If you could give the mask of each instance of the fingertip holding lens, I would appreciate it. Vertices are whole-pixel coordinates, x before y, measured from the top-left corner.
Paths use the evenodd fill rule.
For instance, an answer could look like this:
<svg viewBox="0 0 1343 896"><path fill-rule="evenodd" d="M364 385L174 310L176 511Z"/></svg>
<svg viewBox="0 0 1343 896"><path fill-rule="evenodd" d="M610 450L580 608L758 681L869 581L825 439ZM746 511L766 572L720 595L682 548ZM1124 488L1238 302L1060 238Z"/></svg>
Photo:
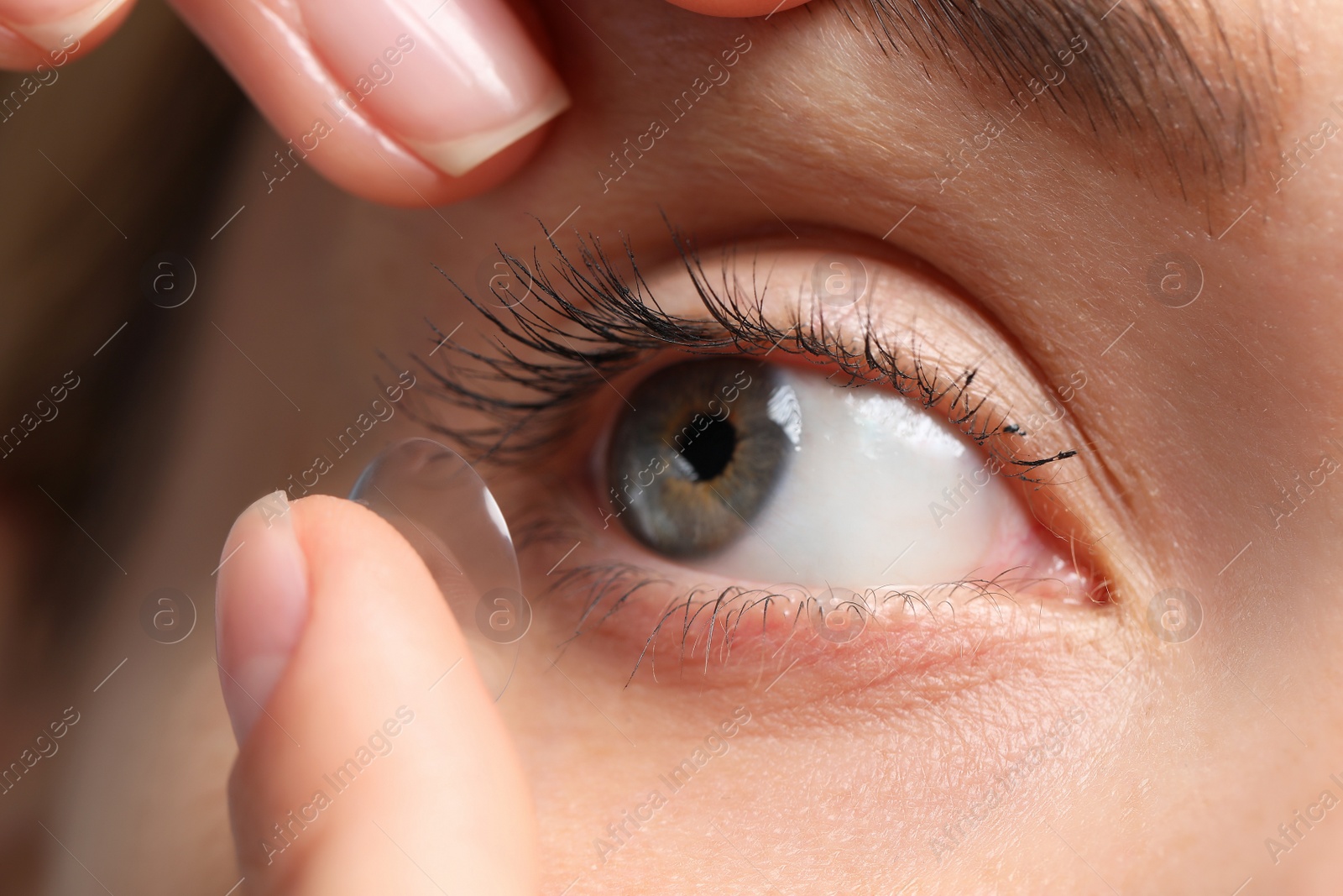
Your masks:
<svg viewBox="0 0 1343 896"><path fill-rule="evenodd" d="M530 629L532 606L489 486L457 451L415 438L373 458L349 497L396 527L424 560L498 700Z"/></svg>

============

YOUR GOAL:
Rewrite the records above as a JSON list of strings, with one string for each line and no strings for blank lines. Leave the pictures out of the answer.

RESPONSE TO THE TASK:
[
  "If you could give the mask of each instance of the fingertip holding lens, I would appreciate it. Vertices are whole-pixel coordinates, x before y, measured from the top-left corner.",
  "Paths use the evenodd fill rule.",
  "For instance, an answer could look like this:",
  "<svg viewBox=\"0 0 1343 896\"><path fill-rule=\"evenodd\" d=\"M364 385L174 310L176 511Z\"/></svg>",
  "<svg viewBox=\"0 0 1343 896\"><path fill-rule=\"evenodd\" d=\"M610 450L580 608L758 681L869 581L825 439ZM746 511L766 572L720 595L682 548ZM1124 488L1238 302L1060 238Z\"/></svg>",
  "Photo:",
  "Your masks:",
  "<svg viewBox=\"0 0 1343 896\"><path fill-rule=\"evenodd\" d=\"M530 629L532 606L489 486L457 451L415 438L373 458L349 497L396 527L424 560L498 700Z\"/></svg>"
]